Excerpted passage |
--------
U.S. Performance Across International Assessments of Student Achievement

How Much Does Performance Within the United States Vary by School Poverty?

As a measure of school poverty, TIMSS asked principals at public schools to report the percentage of students at the school eligible to receive free or reduced-price lunch through the National School Lunch Program. This is a federally assisted meal program that provides nutritionally balanced, low-cost or free lunches to eligible children each school day. TIMSS compares mathematics and science achievement results of students from schools with various poverty levels with the TIMSS scale average and the U.S. national average.

In both mathematics and science, the average score of U.S. 4th-graders in the highest poverty public schools (at least 75 percent of students eligible for free or reduced-price lunch) in 2007 (479 in mathematics and 477 in science) was lower than the TIMSS scale average (500); the average scores of 4th-graders in each of the other categories of school poverty were higher than the TIMSS scale average (data not shown). The average score of U.S. 4th-graders in the lowest poverty public schools (less than 10 percent of students eligible for free or reduced-price lunch) in 2007 (583 in mathematics and 590 in science) was also higher than the U.S. national average (529 in mathematics and 539 in science).
--------
Data provided |
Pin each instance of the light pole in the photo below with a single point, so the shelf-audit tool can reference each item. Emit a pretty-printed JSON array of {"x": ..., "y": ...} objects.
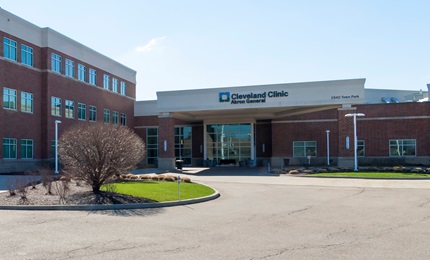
--------
Required task 1 | Please quote the passage on school poverty and TIMSS scores word for word, starting with "As a measure" and going on through "U.S. national average.".
Required task 2 | Write what comes next in the passage on school poverty and TIMSS scores, picking up after its last sentence.
You can leave the lines aside.

Final answer 1 |
As a measure of school poverty, TIMSS asked principals at public schools to report the percentage of students at the school eligible to receive free or reduced-price lunch through the National School Lunch Program. This is a federally assisted meal program that provides nutritionally balanced, low-cost or free lunches to eligible children each school day. TIMSS compares mathematics and science achievement results of students from schools with various poverty levels with the TIMSS scale average and the U.S. national average.

Final answer 2 |
At 8th grade for both mathematics and science, the average score of U.S. students in the highest poverty public schools in 2007 (465 in mathematics and 466 in science) was lower, on average, than the TIMSS scale average (500) (data not shown). On the other hand, U.S. 8th-graders attending public schools with fewer than 50 percent of students eligible for free or reduced-price lunch scored higher than the TIMSS scale average. The average score of U.S. 8th-graders in the lowest poverty public schools in 2007 (557 in mathematics and 572 in science) was also higher than the U.S. national average (508 in mathematics and 520 in science).